§ **EXERCISE INSTRUCTIONS**: Gather every line in the rows below that contains the string "cargo", and copy each one in full. Matching is case-sensitive.

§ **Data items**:
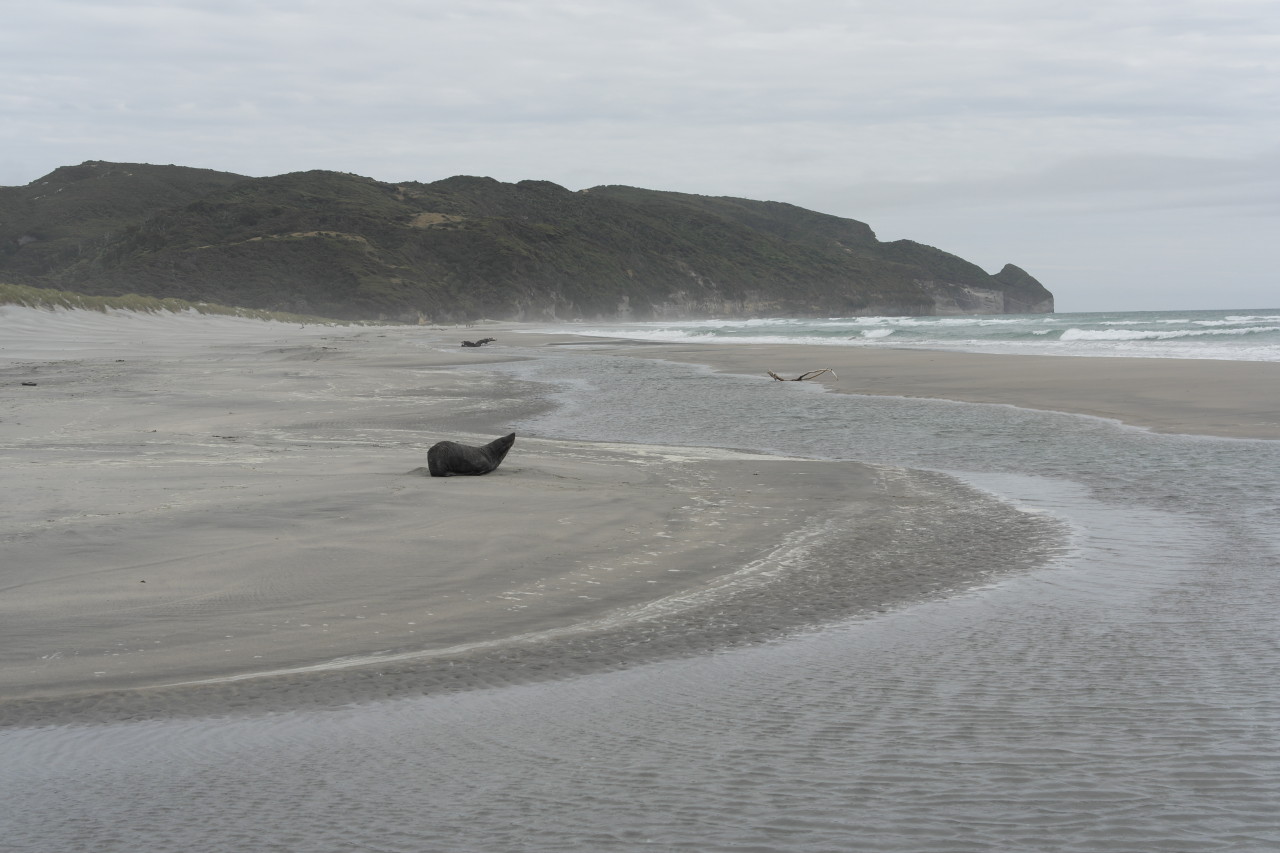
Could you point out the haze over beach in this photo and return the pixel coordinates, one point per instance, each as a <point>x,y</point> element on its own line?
<point>1123,153</point>
<point>983,583</point>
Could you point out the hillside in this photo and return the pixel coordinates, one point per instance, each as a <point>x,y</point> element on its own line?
<point>346,246</point>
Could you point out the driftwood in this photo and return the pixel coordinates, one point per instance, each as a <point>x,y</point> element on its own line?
<point>812,374</point>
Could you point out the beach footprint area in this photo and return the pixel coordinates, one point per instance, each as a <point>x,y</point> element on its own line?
<point>208,515</point>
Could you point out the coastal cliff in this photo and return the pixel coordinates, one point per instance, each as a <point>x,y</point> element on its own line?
<point>346,246</point>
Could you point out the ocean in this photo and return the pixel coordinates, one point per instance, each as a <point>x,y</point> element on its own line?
<point>1123,697</point>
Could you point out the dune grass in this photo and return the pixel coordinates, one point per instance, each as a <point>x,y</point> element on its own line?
<point>44,297</point>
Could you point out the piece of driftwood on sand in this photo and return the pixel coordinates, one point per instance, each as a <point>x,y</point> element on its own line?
<point>812,374</point>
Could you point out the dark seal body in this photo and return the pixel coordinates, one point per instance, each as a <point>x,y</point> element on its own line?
<point>447,459</point>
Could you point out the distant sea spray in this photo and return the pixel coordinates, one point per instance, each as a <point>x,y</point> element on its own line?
<point>1226,334</point>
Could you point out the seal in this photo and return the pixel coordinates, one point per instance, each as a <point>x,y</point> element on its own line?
<point>447,459</point>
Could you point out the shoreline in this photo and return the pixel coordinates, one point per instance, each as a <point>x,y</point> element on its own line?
<point>201,528</point>
<point>1180,396</point>
<point>265,495</point>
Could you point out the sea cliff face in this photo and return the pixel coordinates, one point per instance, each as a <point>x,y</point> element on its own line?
<point>346,246</point>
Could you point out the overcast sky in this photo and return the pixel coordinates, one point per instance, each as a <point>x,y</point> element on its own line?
<point>1127,153</point>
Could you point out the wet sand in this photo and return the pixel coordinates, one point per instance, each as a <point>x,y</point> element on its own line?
<point>1187,396</point>
<point>205,516</point>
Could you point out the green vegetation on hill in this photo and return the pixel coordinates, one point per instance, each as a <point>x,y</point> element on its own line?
<point>342,245</point>
<point>42,297</point>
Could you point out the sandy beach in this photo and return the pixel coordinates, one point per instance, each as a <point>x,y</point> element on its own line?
<point>209,515</point>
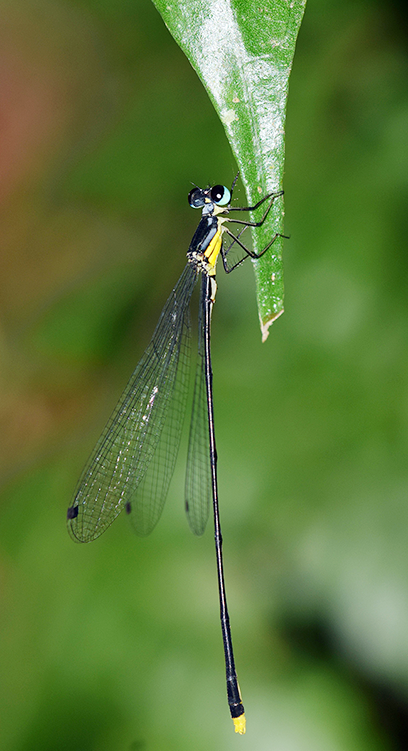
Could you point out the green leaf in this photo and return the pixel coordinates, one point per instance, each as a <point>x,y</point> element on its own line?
<point>243,51</point>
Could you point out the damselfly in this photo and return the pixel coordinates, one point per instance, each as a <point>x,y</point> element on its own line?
<point>132,463</point>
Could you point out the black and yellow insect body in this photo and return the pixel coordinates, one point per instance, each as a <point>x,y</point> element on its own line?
<point>132,463</point>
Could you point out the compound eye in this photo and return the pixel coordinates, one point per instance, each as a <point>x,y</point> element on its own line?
<point>220,195</point>
<point>196,198</point>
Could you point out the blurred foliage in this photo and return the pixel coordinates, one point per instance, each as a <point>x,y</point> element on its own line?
<point>116,645</point>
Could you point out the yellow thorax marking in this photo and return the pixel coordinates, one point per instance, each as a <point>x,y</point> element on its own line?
<point>213,250</point>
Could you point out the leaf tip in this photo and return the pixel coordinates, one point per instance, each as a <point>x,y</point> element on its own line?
<point>267,323</point>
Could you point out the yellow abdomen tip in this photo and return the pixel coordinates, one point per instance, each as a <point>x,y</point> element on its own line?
<point>240,724</point>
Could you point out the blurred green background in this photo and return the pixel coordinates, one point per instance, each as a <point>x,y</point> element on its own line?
<point>117,645</point>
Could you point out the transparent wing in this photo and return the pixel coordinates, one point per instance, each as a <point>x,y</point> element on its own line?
<point>198,472</point>
<point>147,501</point>
<point>121,457</point>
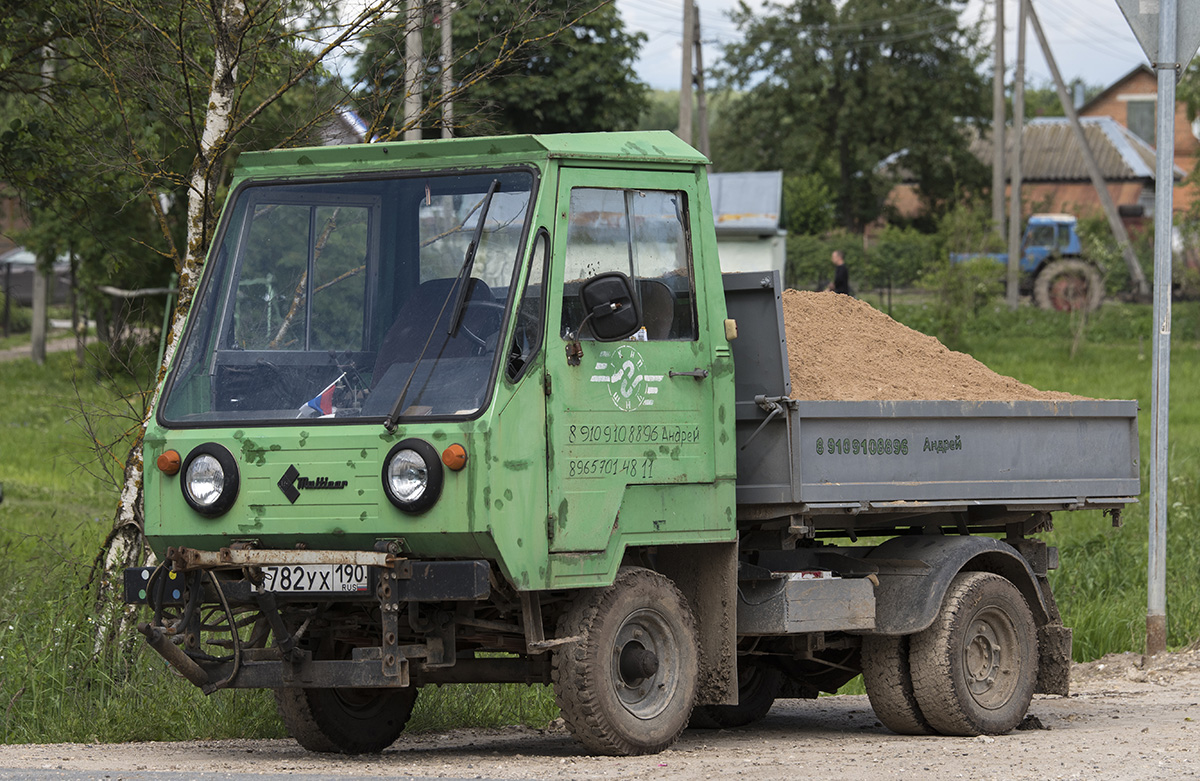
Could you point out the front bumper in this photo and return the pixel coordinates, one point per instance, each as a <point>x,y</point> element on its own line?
<point>220,629</point>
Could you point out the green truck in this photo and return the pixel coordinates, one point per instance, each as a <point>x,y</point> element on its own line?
<point>486,410</point>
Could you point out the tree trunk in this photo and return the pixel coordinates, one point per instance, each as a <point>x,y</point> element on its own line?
<point>126,544</point>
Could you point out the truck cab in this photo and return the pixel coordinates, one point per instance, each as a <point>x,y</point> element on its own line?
<point>385,385</point>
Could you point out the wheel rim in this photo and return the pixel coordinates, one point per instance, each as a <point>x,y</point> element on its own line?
<point>989,658</point>
<point>643,676</point>
<point>1068,293</point>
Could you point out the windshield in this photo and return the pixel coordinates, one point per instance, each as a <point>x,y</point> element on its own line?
<point>335,299</point>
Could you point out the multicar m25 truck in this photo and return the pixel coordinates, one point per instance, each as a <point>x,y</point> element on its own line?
<point>486,410</point>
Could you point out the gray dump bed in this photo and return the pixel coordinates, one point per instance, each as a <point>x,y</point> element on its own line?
<point>833,462</point>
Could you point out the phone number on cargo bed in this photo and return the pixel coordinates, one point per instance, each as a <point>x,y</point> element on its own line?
<point>851,446</point>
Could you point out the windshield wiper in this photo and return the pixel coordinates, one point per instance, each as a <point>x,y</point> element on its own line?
<point>461,286</point>
<point>469,260</point>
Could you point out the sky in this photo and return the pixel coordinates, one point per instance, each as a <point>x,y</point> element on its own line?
<point>1090,38</point>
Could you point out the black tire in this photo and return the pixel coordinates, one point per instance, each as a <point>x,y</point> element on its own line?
<point>757,688</point>
<point>888,680</point>
<point>346,720</point>
<point>975,670</point>
<point>1068,286</point>
<point>627,686</point>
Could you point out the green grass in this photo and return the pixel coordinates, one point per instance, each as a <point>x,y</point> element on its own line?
<point>54,686</point>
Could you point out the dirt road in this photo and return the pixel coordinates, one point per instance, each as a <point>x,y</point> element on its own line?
<point>1125,720</point>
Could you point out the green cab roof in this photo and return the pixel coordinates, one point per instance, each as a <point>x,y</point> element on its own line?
<point>645,146</point>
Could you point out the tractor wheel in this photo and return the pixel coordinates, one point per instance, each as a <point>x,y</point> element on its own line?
<point>628,684</point>
<point>346,720</point>
<point>757,688</point>
<point>1068,286</point>
<point>888,680</point>
<point>975,670</point>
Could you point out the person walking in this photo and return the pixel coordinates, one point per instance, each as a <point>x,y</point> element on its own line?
<point>840,274</point>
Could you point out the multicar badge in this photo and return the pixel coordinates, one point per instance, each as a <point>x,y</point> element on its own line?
<point>292,481</point>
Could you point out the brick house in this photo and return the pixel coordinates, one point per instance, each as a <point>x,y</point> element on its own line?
<point>1132,101</point>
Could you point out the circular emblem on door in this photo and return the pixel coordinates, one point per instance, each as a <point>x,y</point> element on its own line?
<point>627,383</point>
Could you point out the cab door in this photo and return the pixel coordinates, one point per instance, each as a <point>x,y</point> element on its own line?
<point>639,412</point>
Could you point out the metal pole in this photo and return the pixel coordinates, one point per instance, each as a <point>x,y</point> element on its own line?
<point>997,125</point>
<point>447,71</point>
<point>701,98</point>
<point>1159,398</point>
<point>685,77</point>
<point>7,298</point>
<point>1014,196</point>
<point>413,85</point>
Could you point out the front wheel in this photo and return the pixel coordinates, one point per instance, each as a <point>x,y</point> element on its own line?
<point>628,684</point>
<point>345,720</point>
<point>1068,286</point>
<point>975,670</point>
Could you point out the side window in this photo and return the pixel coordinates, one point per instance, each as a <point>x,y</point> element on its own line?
<point>643,234</point>
<point>531,310</point>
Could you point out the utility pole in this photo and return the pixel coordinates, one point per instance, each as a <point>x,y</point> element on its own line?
<point>413,71</point>
<point>701,101</point>
<point>1135,274</point>
<point>447,71</point>
<point>1168,67</point>
<point>43,265</point>
<point>997,125</point>
<point>684,131</point>
<point>1013,293</point>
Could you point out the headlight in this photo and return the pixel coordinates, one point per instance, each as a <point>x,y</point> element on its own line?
<point>210,480</point>
<point>412,475</point>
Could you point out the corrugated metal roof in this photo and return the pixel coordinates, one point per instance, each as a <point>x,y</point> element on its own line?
<point>748,202</point>
<point>1050,152</point>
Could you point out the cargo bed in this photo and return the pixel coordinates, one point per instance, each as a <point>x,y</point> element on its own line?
<point>859,466</point>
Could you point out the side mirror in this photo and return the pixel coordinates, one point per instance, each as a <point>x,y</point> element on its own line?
<point>610,306</point>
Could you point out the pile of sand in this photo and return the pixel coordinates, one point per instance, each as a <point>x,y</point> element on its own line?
<point>843,349</point>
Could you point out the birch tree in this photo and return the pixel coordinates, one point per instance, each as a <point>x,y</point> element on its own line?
<point>215,112</point>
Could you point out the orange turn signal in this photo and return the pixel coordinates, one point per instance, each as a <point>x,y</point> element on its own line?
<point>169,462</point>
<point>454,457</point>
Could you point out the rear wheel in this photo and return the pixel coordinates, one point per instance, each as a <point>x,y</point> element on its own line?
<point>628,684</point>
<point>1068,286</point>
<point>888,680</point>
<point>346,720</point>
<point>975,670</point>
<point>757,688</point>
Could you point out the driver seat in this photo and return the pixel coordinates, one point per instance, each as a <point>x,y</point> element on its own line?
<point>406,338</point>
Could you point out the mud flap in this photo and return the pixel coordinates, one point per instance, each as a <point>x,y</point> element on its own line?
<point>1054,660</point>
<point>707,576</point>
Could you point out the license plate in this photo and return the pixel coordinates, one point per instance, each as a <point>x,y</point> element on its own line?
<point>321,578</point>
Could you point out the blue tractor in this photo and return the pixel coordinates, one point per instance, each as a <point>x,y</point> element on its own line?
<point>1053,265</point>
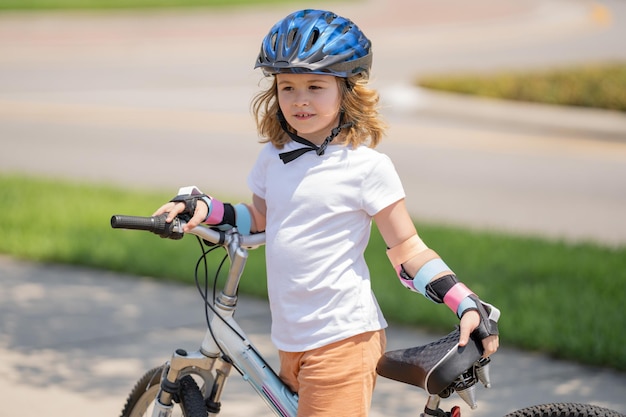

§ **FINAL ANSWER**:
Could you point out the phone number on cargo bed in this photo and return the pixel coordinates, one point per instance, each as a <point>x,y</point> element on its own line?
Could you point out the cargo bed in this photo and return the pixel coordinates, one point per instance, each as a <point>x,y</point> element on its own line?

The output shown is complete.